§ **TO DO**
(a) Decide whether each statement agrees with the comment on draft boards, answering yes or no and quoting the words of the comment that settle it: (i) Porcello ended up above Schmidt on the board. (ii) The writer names two factors in deciding whom to take. (iii) Experience with roto drafts leads the writer to a banded draft board.
(b) List every person the comment on draft boards mentions by name.
(c) Reproduce the part of the comment on draft boards that opens with the words containing "Another reason I" and closes with "Translation. Thanks, man.".

§ **TEXT PROVIDED**
● ● ●

136 … OK … now I see/understand our difference … I do percieve that what Fuson was talking about was a “band” (rather than a strict 1-to-N ranking) …
As a reminder … here is what he said …
“He (Porcello) didn’t end up on our board above Schmidt. We had him all over the place. ”
… and to me, the “band” the union/consensus of “all over the place”. I take this to mean that their bottom line (factoring in talent and signability/cost and risks) was about an even match … and they then decided to spread their draft dollars over more players, and follow along with the “slot” guidelines.
Another reason I think of the “draft board” as having bands of players is because of the position differences … the decisions on who to take have (at least) 2 factors … who you like and who you need … granted that I think the majority of us here believe that at least with ones #1 pick the only factor should be “who you like” … but I know that my experience with doing “roto drafts” leads me to have a “band”ed “draft board” …
107: Cool. Translation. Thanks, man.

● ● ●

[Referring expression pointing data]

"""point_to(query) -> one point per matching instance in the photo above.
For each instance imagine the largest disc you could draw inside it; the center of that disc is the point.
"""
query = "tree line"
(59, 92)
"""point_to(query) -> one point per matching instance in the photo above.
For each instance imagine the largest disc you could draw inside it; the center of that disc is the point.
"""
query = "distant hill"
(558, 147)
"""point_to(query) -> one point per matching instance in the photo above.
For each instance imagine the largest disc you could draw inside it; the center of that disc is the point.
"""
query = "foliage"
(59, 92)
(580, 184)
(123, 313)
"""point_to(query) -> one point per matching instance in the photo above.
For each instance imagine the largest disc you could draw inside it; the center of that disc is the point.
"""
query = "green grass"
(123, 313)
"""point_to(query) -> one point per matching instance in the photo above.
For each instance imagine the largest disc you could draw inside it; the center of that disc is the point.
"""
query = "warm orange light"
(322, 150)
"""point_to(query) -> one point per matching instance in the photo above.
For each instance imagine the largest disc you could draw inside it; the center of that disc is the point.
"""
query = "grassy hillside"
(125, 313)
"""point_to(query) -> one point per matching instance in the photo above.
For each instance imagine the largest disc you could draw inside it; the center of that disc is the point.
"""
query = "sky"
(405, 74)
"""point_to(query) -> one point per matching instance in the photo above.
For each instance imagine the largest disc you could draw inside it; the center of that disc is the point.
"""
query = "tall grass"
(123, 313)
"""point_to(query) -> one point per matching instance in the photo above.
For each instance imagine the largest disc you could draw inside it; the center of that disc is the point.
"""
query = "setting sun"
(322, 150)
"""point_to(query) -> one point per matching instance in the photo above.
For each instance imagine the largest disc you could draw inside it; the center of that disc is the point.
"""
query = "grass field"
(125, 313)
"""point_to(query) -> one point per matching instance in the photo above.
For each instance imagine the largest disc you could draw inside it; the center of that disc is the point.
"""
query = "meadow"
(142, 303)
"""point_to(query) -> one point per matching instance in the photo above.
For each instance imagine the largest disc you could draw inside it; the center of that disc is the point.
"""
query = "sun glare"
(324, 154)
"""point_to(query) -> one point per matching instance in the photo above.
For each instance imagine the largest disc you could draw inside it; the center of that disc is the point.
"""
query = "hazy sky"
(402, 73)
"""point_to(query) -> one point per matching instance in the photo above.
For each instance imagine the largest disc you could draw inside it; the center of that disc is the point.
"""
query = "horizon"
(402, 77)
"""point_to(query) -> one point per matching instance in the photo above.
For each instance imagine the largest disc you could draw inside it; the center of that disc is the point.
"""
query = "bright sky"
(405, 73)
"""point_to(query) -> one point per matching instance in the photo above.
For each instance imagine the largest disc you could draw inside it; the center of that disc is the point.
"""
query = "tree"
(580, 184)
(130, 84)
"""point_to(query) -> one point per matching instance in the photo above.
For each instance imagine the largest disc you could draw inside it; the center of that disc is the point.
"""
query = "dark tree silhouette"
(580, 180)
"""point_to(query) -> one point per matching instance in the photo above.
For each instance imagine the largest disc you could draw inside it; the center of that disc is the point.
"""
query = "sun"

● ● ●

§ **SOLUTIONS TO THE TASKS**
(a)
(i) No: "He (Porcello) didn’t end up on our board above Schmidt."
(ii) Yes: "the decisions on who to take have (at least) 2 factors … who you like and who you need"
(iii) Yes: "my experience with doing “roto drafts” leads me to have a “band”ed “draft board”"

(b) Fuson, Porcello, Schmidt

(c)
Another reason I think of the “draft board” as having bands of players is because of the position differences … the decisions on who to take have (at least) 2 factors … who you like and who you need … granted that I think the majority of us here believe that at least with ones #1 pick the only factor should be “who you like” … but I know that my experience with doing “roto drafts” leads me to have a “band”ed “draft board” …
107: Cool. Translation. Thanks, man.